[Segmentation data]
* Start *
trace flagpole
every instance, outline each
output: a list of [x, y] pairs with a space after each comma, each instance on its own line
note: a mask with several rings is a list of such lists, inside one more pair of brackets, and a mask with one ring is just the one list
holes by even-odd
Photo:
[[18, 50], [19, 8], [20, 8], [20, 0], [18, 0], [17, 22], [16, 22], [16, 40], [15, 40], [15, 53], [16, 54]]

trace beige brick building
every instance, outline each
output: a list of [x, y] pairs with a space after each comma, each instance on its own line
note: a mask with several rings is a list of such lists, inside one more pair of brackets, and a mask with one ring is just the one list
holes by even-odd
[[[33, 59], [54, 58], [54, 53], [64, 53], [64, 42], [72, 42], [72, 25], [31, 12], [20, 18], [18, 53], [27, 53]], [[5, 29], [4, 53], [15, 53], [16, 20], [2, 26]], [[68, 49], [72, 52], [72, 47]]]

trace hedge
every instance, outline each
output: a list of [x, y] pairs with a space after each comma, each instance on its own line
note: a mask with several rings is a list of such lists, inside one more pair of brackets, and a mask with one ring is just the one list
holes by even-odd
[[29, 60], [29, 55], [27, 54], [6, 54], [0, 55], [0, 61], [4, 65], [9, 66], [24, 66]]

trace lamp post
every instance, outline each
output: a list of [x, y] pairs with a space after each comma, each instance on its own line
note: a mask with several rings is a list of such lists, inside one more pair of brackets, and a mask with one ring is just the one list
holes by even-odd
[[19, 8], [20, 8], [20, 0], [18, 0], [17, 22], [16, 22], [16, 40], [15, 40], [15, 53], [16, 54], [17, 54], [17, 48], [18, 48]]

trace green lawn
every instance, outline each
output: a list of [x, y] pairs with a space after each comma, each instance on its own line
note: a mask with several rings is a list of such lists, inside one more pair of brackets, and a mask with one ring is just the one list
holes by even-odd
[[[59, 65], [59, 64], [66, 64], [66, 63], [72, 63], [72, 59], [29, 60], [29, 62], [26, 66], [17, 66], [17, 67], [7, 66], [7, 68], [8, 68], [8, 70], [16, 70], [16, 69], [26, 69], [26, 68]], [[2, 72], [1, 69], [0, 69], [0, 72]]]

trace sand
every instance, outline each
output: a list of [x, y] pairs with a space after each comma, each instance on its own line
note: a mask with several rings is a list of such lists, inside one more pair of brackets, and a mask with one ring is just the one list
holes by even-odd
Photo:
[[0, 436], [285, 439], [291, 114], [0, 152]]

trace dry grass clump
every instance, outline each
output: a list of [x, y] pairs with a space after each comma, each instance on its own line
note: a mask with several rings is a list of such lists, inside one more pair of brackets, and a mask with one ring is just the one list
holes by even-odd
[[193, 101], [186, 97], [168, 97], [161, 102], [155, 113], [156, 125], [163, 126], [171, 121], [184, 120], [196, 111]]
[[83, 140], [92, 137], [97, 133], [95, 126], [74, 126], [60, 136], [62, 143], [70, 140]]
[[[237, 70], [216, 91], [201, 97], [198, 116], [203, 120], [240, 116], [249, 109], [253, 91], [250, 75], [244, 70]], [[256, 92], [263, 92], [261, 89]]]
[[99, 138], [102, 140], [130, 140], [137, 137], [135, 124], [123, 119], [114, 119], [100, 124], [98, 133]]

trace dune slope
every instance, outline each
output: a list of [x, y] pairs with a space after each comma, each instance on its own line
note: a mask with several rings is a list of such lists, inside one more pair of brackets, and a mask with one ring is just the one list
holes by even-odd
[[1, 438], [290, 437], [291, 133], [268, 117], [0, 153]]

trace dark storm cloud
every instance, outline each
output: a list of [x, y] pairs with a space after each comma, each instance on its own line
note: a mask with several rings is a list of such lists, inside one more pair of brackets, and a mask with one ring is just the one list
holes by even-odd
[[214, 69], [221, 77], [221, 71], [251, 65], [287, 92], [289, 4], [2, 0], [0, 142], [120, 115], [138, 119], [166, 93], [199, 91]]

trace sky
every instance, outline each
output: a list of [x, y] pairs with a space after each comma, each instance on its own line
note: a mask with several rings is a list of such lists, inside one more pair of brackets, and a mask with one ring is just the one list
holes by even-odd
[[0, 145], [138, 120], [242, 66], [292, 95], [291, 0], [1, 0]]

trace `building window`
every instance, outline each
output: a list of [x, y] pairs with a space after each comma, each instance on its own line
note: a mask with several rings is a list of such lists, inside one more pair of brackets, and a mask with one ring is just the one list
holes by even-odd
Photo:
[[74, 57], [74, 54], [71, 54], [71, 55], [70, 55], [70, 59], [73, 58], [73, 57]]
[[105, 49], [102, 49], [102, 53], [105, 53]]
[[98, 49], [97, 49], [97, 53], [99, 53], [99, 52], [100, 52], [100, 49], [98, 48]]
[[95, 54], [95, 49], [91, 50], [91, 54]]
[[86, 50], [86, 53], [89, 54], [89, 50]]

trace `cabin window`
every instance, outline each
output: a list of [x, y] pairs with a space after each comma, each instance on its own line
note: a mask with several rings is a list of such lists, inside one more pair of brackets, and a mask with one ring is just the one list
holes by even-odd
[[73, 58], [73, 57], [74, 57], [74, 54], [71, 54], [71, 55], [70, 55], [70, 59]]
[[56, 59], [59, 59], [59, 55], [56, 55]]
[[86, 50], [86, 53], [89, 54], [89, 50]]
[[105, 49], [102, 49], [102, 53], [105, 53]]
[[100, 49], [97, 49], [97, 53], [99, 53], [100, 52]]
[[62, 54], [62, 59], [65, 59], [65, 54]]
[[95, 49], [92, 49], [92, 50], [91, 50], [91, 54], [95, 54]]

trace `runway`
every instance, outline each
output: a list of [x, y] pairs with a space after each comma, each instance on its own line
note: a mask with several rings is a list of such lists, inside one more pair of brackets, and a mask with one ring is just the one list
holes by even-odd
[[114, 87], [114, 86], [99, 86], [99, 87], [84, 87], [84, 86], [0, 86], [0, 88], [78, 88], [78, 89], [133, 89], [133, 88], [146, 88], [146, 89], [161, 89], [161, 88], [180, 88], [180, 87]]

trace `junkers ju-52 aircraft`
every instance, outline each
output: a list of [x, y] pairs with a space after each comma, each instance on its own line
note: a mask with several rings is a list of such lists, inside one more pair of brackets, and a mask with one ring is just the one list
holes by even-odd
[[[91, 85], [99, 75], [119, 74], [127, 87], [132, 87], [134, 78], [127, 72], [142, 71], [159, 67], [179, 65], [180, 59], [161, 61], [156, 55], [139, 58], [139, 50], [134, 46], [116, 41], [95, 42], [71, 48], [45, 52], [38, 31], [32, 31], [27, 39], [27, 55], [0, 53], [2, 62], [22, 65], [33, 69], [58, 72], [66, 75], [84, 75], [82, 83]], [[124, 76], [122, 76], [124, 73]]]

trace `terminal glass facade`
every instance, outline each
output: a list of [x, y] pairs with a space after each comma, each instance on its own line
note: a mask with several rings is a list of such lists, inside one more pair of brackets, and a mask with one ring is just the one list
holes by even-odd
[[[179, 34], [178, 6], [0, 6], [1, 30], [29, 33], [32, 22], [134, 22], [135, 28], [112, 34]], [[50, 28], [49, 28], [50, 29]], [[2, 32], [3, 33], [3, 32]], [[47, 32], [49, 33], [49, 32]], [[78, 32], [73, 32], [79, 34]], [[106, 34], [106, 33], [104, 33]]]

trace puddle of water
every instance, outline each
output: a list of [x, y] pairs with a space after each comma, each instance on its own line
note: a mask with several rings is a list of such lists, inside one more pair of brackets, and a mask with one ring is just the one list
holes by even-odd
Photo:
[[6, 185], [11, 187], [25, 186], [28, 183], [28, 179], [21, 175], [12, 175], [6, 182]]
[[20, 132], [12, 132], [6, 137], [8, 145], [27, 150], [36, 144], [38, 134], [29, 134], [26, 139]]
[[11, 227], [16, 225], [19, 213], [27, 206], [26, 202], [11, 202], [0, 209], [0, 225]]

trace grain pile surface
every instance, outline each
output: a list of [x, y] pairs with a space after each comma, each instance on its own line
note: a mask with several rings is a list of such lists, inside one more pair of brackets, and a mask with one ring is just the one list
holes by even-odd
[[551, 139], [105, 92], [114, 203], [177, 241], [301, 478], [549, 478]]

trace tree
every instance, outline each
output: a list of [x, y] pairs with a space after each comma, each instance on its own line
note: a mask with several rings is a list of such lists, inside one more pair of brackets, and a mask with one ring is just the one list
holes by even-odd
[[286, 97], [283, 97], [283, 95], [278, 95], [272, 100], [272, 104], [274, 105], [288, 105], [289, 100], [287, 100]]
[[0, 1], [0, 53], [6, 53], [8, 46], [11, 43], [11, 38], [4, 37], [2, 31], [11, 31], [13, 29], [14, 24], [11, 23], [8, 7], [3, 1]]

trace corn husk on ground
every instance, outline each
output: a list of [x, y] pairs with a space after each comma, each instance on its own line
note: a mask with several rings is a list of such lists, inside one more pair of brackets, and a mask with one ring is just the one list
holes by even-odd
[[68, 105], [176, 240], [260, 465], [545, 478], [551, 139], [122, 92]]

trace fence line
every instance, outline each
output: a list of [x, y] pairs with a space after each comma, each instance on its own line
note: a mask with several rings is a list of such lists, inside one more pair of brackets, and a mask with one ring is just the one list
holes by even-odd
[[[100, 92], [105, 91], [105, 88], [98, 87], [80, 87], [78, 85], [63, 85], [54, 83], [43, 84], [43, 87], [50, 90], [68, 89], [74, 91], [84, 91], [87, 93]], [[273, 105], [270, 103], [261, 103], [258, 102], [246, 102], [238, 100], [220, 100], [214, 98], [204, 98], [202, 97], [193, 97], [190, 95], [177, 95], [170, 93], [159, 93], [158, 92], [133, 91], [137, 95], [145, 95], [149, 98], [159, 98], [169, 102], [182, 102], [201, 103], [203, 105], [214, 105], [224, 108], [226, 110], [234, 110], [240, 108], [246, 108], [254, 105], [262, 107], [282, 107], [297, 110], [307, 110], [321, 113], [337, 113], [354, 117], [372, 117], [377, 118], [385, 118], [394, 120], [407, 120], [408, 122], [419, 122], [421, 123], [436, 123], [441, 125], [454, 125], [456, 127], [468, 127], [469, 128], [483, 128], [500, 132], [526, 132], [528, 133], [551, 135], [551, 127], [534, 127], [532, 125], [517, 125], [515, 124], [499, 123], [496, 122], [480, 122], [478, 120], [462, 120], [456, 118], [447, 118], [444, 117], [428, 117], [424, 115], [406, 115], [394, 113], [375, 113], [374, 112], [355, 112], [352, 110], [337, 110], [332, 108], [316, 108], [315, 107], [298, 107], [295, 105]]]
* End *
▶ _WORK REQUIRED_: Copy the records verbatim from the line containing "trace corn husk on ground" through to the end.

▶ _TASK ANSWER_:
trace corn husk on ground
every instance, outline each
output: a list of [x, y] pairs with a space after each comma, each instance on its own line
note: a mask with several rings is a list of such lists, inside one more pair of brackets, and a mask with one ring is just the one list
holes by even-odd
[[68, 105], [176, 240], [260, 465], [545, 478], [551, 139], [122, 92]]

trace fence line
every instance, outline each
output: a list of [x, y] pairs with a space after each comma, each instance on its own line
note: a mask with several rings is a list of such lists, inside one more pair of brackets, and a mask with one ring is just the one list
holes by even-odd
[[[100, 92], [105, 91], [105, 88], [98, 87], [80, 87], [78, 85], [63, 85], [54, 83], [43, 84], [43, 87], [50, 90], [68, 89], [74, 91], [84, 91], [87, 93]], [[273, 105], [270, 103], [261, 103], [258, 102], [246, 102], [238, 100], [220, 100], [214, 98], [204, 98], [202, 97], [193, 97], [190, 95], [177, 95], [170, 93], [159, 93], [158, 92], [133, 91], [137, 95], [145, 95], [149, 98], [159, 98], [169, 102], [182, 102], [201, 103], [203, 105], [214, 105], [224, 108], [226, 110], [234, 110], [240, 108], [246, 108], [254, 105], [262, 107], [282, 107], [297, 110], [307, 110], [321, 113], [337, 113], [354, 117], [372, 117], [377, 118], [385, 118], [394, 120], [407, 120], [408, 122], [419, 122], [421, 123], [436, 123], [441, 125], [454, 125], [456, 127], [468, 127], [469, 128], [483, 128], [500, 132], [526, 132], [528, 133], [551, 135], [551, 127], [534, 127], [532, 125], [517, 125], [515, 124], [499, 123], [496, 122], [480, 122], [478, 120], [462, 120], [456, 118], [447, 118], [444, 117], [428, 117], [424, 115], [406, 115], [394, 113], [375, 113], [374, 112], [355, 112], [352, 110], [337, 110], [332, 108], [316, 108], [315, 107], [298, 107], [295, 105]]]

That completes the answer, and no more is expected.